- EXCERPTED PASSAGE:
──────────────────────────────

Anthropic's Claude AI Teaches a Robot Dog New Tricks

In what feels like a significant, if inevitable, step toward our machine-assisted future, Anthropic announced on November 12, 2025, that its Claude AI can successfully program a robot dog. The experiment, dubbed Project Fetch, pitted two teams of researchers with zero robotics experience against each other in a race to program a Unitree Go2 quadruped. The twist? One team had Claude as a programming copilot, while the other was left to the primordial ooze of Stack Overflow and confusing documentation.

The results were, shall we say, decisive. The Claude-assisted team not only worked faster, completing their tasks in about half the time, but they were also the only ones to make meaningful headway on a fully autonomous ball retrieval task. According to Anthropic’s analysis of workspace audio transcripts, the team without AI assistance expressed significantly more “confusion and negative emotion,” which sounds disturbingly similar to most traditional software development projects. Claude was particularly useful in navigating conflicting online information and debugging the code needed to connect to the robot’s sensors.

Why is this important?

This isn’t just about teaching a $16,900 robot dog to play fetch. Project Fetch is a potent demonstration of how large language models are collapsing the barrier to entry for highly specialized fields like robotics. By translating high-level natural language commands into functional code, these AI systems can empower non-experts to develop and deploy robotic solutions, potentially accelerating innovation everywhere from logistics to manufacturing. More profoundly, this represents a crucial step in AI’s expansion from the digital realm into the physical world, a move that Anthropic, a company founded on the principles of AI safety, is watching with keen interest. Giving an AI the keys to a physical body is a big deal, and this experiment is as much about understanding the risks as it is about celebrating the results.

──────────────────────────────

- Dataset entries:
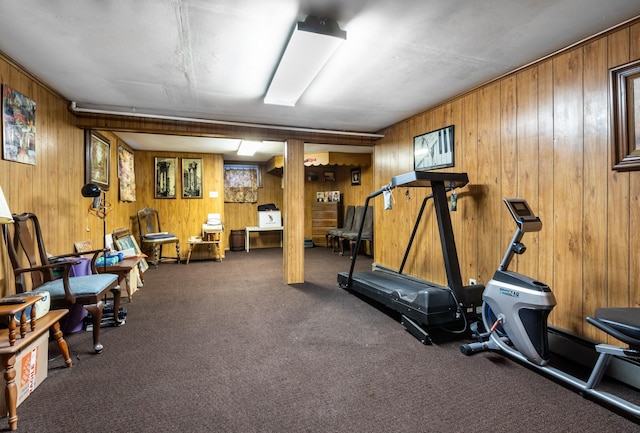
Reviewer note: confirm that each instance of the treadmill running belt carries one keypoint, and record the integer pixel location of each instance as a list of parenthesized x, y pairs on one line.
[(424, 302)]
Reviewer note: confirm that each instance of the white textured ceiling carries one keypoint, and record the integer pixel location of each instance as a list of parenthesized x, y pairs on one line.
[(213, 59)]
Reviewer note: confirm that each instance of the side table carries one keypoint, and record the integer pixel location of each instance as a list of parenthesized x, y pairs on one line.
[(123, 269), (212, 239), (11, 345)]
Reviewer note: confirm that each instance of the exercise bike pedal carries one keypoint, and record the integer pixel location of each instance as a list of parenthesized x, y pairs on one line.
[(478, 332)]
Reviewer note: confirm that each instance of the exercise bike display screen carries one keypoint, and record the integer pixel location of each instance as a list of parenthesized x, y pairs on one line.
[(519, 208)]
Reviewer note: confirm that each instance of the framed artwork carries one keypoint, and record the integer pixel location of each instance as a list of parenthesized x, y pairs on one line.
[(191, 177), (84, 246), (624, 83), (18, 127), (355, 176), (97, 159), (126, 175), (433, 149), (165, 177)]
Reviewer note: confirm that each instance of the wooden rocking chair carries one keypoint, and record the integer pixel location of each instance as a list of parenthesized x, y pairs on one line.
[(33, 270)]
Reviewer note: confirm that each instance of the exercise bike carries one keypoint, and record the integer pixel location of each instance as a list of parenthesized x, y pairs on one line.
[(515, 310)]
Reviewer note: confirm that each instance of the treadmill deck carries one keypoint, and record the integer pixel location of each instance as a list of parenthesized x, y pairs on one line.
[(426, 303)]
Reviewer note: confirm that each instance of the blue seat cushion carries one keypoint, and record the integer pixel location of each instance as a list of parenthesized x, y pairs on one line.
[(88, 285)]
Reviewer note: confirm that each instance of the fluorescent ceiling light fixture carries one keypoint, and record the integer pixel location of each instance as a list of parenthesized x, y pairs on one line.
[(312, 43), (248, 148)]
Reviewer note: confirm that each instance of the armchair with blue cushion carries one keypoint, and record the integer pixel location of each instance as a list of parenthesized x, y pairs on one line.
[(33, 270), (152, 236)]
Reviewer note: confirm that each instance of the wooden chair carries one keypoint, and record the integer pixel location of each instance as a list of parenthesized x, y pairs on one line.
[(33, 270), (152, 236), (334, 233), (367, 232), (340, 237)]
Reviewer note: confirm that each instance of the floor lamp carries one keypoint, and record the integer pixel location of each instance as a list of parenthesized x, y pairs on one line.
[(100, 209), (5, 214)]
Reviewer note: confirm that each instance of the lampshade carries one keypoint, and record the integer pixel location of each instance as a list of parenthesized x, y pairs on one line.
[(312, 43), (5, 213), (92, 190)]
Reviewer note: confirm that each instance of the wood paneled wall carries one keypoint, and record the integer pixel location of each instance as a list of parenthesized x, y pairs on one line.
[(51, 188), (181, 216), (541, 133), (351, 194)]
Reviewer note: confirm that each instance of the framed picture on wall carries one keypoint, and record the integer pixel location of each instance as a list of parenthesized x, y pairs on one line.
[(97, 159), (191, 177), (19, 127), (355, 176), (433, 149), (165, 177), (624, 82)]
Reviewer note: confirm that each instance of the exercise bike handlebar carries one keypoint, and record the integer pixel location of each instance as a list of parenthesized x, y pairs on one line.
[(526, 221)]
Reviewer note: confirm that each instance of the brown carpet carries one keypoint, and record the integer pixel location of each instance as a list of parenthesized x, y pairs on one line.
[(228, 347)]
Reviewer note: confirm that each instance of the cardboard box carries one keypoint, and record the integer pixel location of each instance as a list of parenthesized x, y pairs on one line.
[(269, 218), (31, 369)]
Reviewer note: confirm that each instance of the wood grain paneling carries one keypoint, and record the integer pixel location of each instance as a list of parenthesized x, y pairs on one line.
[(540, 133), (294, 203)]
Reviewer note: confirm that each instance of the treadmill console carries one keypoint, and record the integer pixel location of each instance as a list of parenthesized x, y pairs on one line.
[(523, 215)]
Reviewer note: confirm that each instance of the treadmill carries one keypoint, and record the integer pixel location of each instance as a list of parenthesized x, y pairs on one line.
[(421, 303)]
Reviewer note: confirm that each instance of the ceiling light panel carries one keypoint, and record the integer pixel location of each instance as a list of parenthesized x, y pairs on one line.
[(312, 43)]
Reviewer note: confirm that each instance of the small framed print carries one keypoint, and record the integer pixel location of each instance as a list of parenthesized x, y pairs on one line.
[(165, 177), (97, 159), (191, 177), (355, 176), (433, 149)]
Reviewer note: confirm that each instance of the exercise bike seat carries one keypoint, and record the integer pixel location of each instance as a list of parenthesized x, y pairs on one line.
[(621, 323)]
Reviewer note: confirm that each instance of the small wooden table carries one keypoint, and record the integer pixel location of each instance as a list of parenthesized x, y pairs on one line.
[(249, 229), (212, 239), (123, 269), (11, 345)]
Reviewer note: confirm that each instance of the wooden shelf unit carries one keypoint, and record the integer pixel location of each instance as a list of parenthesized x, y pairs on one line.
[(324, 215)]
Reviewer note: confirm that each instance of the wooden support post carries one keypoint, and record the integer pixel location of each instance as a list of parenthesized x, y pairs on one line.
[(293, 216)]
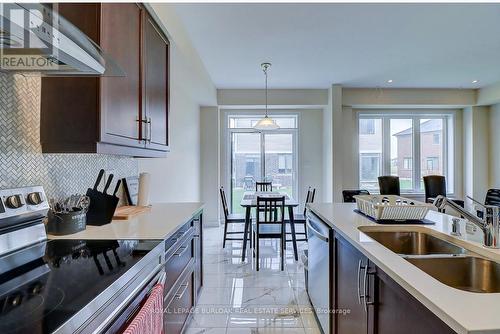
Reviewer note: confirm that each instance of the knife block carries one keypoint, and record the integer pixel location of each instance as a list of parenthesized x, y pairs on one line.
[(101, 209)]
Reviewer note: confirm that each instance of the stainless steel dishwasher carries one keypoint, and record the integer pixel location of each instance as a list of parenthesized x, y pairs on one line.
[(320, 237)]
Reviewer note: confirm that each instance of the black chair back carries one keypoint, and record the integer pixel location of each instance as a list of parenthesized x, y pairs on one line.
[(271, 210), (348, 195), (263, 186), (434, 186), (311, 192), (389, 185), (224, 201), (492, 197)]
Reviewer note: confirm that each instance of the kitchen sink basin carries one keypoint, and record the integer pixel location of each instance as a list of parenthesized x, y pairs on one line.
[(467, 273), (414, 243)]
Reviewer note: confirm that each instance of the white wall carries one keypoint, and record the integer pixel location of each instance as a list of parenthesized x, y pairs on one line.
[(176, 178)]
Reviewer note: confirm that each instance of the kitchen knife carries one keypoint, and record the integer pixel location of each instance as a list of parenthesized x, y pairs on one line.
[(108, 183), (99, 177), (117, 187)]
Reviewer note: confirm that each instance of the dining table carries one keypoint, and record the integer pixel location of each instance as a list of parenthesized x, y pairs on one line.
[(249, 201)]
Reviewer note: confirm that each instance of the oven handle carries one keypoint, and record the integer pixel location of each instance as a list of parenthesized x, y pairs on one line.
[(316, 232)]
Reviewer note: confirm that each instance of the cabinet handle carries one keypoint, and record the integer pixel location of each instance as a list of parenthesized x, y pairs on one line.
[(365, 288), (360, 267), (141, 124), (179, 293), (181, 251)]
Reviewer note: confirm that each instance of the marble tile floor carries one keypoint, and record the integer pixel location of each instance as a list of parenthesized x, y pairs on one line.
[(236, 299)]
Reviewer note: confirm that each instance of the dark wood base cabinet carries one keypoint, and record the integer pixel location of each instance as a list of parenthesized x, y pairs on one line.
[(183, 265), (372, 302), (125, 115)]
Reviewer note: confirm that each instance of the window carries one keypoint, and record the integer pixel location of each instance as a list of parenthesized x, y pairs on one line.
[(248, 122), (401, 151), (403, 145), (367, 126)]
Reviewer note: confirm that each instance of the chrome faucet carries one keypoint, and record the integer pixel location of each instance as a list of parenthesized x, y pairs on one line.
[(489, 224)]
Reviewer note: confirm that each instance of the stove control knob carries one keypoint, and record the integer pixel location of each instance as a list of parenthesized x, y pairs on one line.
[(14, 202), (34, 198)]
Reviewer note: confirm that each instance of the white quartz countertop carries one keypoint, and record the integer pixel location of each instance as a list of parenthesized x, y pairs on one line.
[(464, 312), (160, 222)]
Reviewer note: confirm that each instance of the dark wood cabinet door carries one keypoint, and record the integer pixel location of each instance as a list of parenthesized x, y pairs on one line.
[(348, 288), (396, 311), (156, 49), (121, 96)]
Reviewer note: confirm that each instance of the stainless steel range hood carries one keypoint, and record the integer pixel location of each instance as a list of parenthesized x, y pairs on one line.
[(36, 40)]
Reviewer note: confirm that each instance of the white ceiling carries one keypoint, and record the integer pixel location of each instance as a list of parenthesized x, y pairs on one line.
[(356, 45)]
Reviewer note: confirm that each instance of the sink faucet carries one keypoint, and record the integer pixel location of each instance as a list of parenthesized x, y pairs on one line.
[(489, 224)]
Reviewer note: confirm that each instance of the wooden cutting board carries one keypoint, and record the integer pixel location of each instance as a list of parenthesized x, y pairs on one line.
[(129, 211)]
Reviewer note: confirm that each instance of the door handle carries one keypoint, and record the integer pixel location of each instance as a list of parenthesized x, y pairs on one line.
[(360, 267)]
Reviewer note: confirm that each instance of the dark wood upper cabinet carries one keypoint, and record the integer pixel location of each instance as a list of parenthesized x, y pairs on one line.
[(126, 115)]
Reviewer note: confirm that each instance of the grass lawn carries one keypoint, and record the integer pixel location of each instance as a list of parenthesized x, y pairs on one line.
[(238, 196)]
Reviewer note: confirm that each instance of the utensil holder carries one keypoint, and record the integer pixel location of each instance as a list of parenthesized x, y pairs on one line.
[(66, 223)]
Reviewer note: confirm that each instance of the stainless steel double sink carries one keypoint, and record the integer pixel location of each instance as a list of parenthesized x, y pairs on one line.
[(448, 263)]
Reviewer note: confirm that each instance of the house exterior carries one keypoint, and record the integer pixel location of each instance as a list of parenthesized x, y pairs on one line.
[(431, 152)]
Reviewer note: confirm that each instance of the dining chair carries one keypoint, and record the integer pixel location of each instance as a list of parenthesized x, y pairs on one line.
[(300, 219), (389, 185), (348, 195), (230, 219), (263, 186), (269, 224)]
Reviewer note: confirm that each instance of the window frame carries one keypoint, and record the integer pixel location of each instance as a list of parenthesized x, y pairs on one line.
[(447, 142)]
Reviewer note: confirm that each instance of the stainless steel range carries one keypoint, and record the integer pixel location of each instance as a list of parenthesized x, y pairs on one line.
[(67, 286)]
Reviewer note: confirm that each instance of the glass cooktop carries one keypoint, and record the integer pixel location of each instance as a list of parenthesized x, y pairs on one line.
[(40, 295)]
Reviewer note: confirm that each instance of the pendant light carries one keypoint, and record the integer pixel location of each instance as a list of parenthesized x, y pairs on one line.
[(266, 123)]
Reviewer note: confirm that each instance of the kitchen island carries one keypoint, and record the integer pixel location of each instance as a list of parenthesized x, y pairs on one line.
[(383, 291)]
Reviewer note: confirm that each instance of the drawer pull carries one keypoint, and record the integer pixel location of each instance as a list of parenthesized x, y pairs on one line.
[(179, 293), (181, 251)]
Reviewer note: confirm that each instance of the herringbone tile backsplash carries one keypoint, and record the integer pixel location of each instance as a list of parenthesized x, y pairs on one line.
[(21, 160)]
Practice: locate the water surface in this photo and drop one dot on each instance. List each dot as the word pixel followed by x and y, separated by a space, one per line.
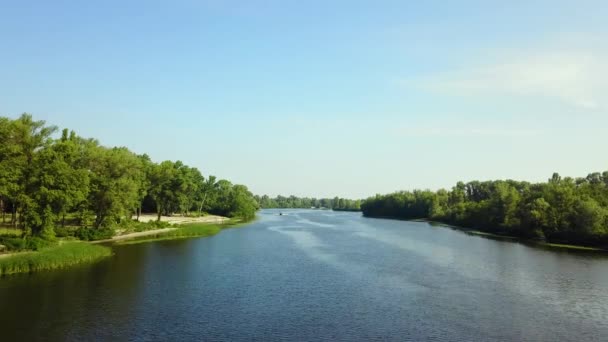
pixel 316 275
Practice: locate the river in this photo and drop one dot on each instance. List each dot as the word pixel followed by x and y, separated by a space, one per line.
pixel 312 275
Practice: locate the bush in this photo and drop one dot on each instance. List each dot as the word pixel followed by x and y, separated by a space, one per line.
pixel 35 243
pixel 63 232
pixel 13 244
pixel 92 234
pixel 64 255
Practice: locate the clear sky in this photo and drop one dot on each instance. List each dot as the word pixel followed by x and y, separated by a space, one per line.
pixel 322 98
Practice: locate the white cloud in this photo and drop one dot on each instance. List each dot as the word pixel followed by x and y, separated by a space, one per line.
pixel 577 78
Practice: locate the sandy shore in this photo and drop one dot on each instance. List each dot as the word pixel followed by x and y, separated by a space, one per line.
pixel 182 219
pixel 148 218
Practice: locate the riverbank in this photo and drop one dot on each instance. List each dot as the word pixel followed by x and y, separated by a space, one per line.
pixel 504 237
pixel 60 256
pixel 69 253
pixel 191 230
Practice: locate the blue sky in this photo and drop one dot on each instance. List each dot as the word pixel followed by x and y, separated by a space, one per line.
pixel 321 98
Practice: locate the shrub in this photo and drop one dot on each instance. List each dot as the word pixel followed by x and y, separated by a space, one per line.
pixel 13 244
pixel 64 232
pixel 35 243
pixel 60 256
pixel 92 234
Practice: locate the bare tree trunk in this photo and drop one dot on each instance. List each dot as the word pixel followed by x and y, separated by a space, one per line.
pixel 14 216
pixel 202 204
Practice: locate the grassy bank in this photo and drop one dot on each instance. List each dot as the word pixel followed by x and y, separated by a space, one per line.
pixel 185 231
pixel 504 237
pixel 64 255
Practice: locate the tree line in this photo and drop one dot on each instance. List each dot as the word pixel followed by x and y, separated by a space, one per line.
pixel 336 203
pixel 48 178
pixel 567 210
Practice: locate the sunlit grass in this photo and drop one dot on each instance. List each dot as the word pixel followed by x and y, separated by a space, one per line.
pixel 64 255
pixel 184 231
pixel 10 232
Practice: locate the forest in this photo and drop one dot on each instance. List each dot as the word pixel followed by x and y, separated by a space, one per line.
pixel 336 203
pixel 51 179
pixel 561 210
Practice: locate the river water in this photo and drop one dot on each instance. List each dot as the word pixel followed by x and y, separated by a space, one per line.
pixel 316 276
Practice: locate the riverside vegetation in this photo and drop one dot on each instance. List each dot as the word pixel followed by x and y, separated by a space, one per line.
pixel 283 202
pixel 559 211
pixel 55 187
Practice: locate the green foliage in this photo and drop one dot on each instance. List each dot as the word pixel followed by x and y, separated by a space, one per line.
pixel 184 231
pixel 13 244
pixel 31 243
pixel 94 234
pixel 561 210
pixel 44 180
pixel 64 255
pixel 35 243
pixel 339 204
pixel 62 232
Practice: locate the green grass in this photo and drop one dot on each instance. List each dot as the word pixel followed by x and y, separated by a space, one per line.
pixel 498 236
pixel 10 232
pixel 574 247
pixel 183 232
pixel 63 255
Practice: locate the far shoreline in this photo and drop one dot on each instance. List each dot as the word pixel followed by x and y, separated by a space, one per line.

──────────────────────────────

- TASK 1: From the article on Claude programming a robot dog, copy the text starting with "Why is this" and going on through "celebrating the results.".
- TASK 2: List every company, product, project, and website that the robot dog article names.

- YOUR RESPONSE 1:
Why is this important?

This isn’t just about teaching a $16,900 robot dog to play fetch. Project Fetch is a potent demonstration of how large language models are collapsing the barrier to entry for highly specialized fields like robotics. By translating high-level natural language commands into functional code, these AI systems can empower non-experts to develop and deploy robotic solutions, potentially accelerating innovation everywhere from logistics to manufacturing. More profoundly, this represents a crucial step in AI’s expansion from the digital realm into the physical world, a move that Anthropic, a company founded on the principles of AI safety, is watching with keen interest. Giving an AI the keys to a physical body is a big deal, and this experiment is as much about understanding the risks as it is about celebrating the results.

- YOUR RESPONSE 2:
Anthropic
Claude
Project Fetch
Unitree Go2
Stack Overflow